=== RECORD EXTRACTS ===
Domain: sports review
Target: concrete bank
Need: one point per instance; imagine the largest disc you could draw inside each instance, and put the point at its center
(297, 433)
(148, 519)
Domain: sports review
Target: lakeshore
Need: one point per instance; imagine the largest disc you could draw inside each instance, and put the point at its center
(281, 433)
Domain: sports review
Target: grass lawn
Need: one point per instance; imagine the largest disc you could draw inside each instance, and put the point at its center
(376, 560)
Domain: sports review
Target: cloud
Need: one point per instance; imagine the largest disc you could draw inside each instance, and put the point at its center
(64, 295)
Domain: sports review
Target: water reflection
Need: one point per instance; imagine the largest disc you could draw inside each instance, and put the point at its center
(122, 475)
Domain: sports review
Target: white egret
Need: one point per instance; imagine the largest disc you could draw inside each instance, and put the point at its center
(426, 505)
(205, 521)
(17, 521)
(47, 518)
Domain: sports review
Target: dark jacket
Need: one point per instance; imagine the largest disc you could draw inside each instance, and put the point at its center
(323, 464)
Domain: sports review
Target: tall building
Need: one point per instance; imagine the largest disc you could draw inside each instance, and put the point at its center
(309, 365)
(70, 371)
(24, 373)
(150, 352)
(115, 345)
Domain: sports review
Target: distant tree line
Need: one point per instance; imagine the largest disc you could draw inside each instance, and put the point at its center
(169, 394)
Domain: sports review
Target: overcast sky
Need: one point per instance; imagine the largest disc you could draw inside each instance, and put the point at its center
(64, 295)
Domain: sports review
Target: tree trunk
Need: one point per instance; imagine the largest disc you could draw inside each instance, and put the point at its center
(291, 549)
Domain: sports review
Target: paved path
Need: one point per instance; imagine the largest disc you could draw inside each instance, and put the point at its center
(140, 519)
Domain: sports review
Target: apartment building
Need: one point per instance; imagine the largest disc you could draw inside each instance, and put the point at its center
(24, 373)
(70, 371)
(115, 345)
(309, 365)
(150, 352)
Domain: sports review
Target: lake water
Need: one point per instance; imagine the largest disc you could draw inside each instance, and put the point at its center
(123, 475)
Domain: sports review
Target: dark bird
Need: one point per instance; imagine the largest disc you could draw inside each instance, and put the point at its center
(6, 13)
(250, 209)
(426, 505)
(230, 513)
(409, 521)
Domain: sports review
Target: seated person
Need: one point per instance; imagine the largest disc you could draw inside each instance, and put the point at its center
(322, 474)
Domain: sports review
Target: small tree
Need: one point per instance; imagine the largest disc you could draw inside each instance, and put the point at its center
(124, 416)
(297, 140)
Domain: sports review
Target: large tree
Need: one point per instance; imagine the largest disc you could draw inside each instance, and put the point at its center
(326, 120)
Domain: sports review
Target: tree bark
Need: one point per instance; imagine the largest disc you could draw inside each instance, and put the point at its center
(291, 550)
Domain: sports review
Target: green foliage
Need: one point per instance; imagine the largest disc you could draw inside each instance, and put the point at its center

=== WHAT YOU ARE ASKED TO DO ===
Go through the listing and copy each line exactly.

=== TASK RESULT ===
Domain: sports review
Target: concrete bank
Need: one point per instance; imagine the largest disc you could draw inside each instance, and put the point at its center
(297, 433)
(148, 519)
Domain: sports review
Target: lakeshore
Need: one point per instance; imagine the largest disc you could draw inside each instance, and put the point at its center
(281, 433)
Domain: sports review
Target: grass lawn
Need: one point per instance; imagine the largest disc you could draw inside each instance, and put the point at its center
(376, 560)
Domain: sports review
Target: cloud
Need: one point per instance; imagine the largest disc you could draw inside each instance, and put the point at its center
(64, 295)
Domain: sports review
Target: water reflection
Need: one point per instance; imagine the largest disc you could draw inside each instance, and put the point at its center
(122, 475)
Domain: sports review
Target: white egret
Need: one point per instance; imagine the largest disc you could draw inside each instance, and put the point at its center
(426, 505)
(205, 521)
(17, 521)
(47, 518)
Domain: sports review
Target: dark jacket
Need: one point per instance; imagine the largest disc you could draw inside each instance, and put the point at its center
(323, 464)
Domain: sports review
Target: tall building
Need: one point per instance; imagine the largest disc you could draw inside each instance, and put the point at its center
(309, 365)
(70, 371)
(24, 373)
(150, 352)
(115, 345)
Domain: sports review
Target: distant tree line
Need: one point per instance; imagine the largest disc you could draw inside each instance, and put the point at its center
(169, 394)
Domain: sports review
Target: overcast sky
Need: one point per instance; imagine the largest disc you could draw inside each instance, and put the point at its center
(64, 295)
Domain: sports review
Target: tree trunk
Need: one point per instance; imagine the largest disc you could draw inside each instance, and put the point at its center
(291, 549)
Domain: sports review
Target: paved path
Need: one point per instance; imagine the largest disc you could draw inside each instance, and put the point at its center
(140, 519)
Domain: sports review
Target: apartment building
Need: one point per instance; imagine the largest disc you could draw inside each instance, and put the point at its center
(24, 373)
(70, 371)
(115, 345)
(309, 365)
(150, 352)
Domain: sports review
Target: lake water
Need: one point per instance; imagine the largest disc you could draw inside each instance, and put the point at its center
(123, 475)
Domain: sports review
Target: dark bird
Need: one point per instance; imagine the largest disc you could draw inside each instance, and put the point at its center
(6, 13)
(250, 209)
(426, 505)
(230, 513)
(409, 521)
Domain: sports review
Target: seated person
Need: one point per instance; imagine the largest disc you could draw inside each instance, and put the point at its center
(322, 474)
Domain: sports review
Target: small tree
Need: one point per instance; imagine the largest disc you could draw inside each instance, and put the point at its center
(124, 416)
(297, 140)
Domain: sports review
Target: large tree
Need: one point per instance; imagine the largest disc you could draw inside each instance, and put the point at its center
(326, 120)
Domain: sports review
Target: tree bark
Need: one point per instance; imagine the largest disc you could draw inside each instance, and put the point at its center
(291, 550)
Domain: sports review
Target: green foliage
Need: one point per instance; imagine the largest disc you could draw inside each instance, and put the point at its center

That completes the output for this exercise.